(The input Opens)

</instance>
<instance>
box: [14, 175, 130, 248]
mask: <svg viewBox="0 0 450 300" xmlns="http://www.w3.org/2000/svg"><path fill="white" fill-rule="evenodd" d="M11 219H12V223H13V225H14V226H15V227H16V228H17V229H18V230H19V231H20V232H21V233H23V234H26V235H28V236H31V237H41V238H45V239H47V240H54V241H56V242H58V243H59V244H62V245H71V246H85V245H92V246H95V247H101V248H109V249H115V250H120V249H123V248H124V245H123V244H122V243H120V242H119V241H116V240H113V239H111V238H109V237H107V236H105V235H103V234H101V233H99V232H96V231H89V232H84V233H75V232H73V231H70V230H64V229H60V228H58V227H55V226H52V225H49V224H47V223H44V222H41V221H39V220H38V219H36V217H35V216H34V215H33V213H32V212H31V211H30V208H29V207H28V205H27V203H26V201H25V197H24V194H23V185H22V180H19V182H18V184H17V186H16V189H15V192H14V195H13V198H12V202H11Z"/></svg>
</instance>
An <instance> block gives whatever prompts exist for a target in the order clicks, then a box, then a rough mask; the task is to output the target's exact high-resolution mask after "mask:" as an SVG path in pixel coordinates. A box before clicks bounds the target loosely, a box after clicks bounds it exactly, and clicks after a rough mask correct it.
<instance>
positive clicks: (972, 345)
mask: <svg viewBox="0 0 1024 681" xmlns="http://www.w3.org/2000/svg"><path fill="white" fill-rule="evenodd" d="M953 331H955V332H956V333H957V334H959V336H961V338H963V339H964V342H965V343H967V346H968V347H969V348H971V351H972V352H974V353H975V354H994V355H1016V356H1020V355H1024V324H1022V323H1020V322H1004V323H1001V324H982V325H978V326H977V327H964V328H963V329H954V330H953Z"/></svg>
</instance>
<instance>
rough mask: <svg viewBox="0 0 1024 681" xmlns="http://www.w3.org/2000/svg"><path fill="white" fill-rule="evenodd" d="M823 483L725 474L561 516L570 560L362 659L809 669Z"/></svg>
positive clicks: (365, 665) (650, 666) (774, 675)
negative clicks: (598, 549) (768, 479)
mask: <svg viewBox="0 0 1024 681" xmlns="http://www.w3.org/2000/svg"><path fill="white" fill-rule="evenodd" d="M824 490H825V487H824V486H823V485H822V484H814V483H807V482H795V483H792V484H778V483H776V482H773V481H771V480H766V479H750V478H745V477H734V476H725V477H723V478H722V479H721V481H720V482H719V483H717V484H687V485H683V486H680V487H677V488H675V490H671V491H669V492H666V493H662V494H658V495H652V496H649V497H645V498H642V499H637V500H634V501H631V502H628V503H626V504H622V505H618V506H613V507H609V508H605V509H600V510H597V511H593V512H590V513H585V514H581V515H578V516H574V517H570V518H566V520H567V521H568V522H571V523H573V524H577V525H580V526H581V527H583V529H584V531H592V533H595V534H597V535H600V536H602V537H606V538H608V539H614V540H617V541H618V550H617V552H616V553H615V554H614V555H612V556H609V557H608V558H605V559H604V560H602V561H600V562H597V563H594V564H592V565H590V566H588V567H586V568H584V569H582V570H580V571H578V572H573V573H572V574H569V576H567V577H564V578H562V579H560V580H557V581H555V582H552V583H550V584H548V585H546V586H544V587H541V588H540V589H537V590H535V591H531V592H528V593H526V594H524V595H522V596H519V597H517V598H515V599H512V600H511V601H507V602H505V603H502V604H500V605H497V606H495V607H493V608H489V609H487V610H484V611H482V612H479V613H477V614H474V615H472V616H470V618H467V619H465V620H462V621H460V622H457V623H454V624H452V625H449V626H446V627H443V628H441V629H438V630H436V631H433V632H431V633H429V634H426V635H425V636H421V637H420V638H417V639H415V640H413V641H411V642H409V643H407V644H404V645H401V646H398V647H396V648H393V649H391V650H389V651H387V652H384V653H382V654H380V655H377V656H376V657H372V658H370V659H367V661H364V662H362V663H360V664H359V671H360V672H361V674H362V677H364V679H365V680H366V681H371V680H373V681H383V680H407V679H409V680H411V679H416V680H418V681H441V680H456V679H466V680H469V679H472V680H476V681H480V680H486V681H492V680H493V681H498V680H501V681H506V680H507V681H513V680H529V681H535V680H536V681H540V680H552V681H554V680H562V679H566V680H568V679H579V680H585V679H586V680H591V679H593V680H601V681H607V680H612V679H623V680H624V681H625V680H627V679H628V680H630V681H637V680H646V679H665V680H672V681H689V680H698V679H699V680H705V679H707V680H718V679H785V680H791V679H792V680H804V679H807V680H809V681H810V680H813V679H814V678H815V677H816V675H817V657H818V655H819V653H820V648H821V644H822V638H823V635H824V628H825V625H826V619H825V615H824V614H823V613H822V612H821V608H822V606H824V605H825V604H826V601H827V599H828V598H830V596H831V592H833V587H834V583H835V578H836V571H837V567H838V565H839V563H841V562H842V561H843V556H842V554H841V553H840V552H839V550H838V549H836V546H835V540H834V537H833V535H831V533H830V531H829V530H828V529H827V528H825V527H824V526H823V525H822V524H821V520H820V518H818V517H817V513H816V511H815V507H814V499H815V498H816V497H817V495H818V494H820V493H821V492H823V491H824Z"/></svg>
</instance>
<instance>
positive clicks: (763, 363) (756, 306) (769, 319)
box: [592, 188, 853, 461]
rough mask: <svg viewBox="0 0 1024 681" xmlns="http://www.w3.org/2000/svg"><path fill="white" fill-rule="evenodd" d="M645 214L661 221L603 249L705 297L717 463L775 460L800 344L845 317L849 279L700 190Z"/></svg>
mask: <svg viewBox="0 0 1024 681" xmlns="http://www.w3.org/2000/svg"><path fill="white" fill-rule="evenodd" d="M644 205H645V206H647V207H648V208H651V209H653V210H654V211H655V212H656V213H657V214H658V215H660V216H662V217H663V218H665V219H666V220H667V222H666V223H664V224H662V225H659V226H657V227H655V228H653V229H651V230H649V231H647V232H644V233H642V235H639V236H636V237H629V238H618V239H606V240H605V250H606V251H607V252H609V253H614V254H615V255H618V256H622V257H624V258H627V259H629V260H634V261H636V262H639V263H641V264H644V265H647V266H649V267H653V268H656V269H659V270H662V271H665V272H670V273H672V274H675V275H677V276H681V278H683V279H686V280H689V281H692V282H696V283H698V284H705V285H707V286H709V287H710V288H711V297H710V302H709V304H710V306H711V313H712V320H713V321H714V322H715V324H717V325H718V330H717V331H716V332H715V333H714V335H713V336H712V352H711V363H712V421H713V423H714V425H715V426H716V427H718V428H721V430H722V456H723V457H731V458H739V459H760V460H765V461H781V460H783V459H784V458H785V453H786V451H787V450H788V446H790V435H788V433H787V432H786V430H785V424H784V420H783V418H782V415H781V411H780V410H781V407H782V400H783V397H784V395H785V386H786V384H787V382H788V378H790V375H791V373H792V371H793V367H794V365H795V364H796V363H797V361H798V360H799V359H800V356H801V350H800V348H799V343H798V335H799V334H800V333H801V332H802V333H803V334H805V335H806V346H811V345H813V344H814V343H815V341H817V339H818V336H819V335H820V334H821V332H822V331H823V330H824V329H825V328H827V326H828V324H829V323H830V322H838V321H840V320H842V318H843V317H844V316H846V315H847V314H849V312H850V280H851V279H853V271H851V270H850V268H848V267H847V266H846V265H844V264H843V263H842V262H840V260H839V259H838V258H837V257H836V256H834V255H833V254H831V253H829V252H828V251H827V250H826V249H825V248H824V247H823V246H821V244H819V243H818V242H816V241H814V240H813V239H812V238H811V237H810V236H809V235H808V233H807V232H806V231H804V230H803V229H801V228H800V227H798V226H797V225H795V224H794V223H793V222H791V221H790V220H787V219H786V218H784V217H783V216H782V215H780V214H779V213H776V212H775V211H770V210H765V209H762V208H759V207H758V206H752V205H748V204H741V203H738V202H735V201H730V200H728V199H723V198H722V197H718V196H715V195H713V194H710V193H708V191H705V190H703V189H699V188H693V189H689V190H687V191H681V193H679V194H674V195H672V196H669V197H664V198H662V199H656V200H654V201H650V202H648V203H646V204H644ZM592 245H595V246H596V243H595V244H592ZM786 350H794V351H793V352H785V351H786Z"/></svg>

(The input Closes)

How many lines in the material above contain the string "positive"? Case counts. Give only the number.

3